Reproduce each of the records below verbatim, keeping every line in its original order.

Data in this exercise »
○ ○ ○ ○
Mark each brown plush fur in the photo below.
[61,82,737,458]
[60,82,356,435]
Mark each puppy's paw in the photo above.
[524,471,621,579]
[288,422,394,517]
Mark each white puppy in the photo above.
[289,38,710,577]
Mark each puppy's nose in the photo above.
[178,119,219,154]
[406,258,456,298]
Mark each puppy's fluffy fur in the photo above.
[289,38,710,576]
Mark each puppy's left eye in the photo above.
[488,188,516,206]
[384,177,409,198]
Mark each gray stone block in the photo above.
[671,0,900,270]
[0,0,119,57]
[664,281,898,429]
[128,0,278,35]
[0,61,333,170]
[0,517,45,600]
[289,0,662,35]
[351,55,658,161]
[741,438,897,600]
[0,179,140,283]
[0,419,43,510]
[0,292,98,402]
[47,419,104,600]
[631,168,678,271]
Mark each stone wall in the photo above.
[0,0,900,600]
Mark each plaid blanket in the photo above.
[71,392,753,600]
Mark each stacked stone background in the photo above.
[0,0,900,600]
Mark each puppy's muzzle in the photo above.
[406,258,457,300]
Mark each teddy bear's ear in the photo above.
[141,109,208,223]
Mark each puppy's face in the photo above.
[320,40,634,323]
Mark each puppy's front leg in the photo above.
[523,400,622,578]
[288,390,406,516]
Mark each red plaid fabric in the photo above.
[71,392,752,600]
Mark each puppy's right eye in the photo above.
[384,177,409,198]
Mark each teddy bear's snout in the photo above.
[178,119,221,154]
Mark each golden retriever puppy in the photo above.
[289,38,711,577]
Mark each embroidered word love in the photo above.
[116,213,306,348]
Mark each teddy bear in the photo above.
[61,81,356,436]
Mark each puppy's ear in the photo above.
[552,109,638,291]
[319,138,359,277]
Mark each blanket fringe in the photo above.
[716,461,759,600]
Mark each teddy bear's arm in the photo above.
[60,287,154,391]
○ ○ ○ ○
Solved exercise »
Mark each brown plush fur in the photo below.
[61,82,737,458]
[60,82,356,435]
Mark each puppy's paw in the photo above.
[524,471,621,579]
[288,422,394,517]
Mark each white puppy in the photo above.
[289,38,710,577]
Mark each puppy's nose in the photo above.
[178,119,219,154]
[406,258,456,298]
Mark each puppy's fluffy fur in the photo above.
[289,38,710,576]
Mark each puppy's left eye in the photo above.
[488,188,516,206]
[384,177,409,198]
Mark each gray stone block in the photo above.
[671,0,900,270]
[0,0,119,57]
[664,281,898,429]
[128,0,278,35]
[0,61,333,170]
[0,517,45,600]
[289,0,662,35]
[351,55,658,161]
[741,438,897,600]
[0,179,140,283]
[0,419,43,510]
[0,292,98,402]
[47,419,104,600]
[631,168,678,271]
Mark each stone wall in the photo above.
[0,0,900,600]
Mark each plaid blanket in the photo above.
[71,392,753,600]
Mark each stacked stone background in the photo above.
[0,0,900,600]
Mark each puppy's muzzle in the photo above.
[406,258,457,300]
Mark each teddy bear's ear in the photo above.
[141,109,208,223]
Mark each puppy's face in the photo above.
[320,40,634,323]
Mark each puppy's front leg in the photo above.
[523,400,622,578]
[288,390,406,516]
Mark each red plaid fabric in the photo above.
[71,392,752,600]
Mark each puppy's right eye in the photo above.
[384,177,409,198]
Mark each teddy bear's snout in the photo above.
[178,119,221,154]
Mark each golden retriever puppy in the photo above.
[289,38,711,577]
Mark each embroidered word love in the photo above.
[116,213,306,348]
Mark each teddy bear in the photo above.
[61,81,356,436]
Mark each puppy's ear in the photo above.
[552,109,638,291]
[319,138,359,277]
Mark each blanket fringe in the photo above.
[716,461,759,600]
Mark each teddy bear's arm in the photo above.
[60,287,154,391]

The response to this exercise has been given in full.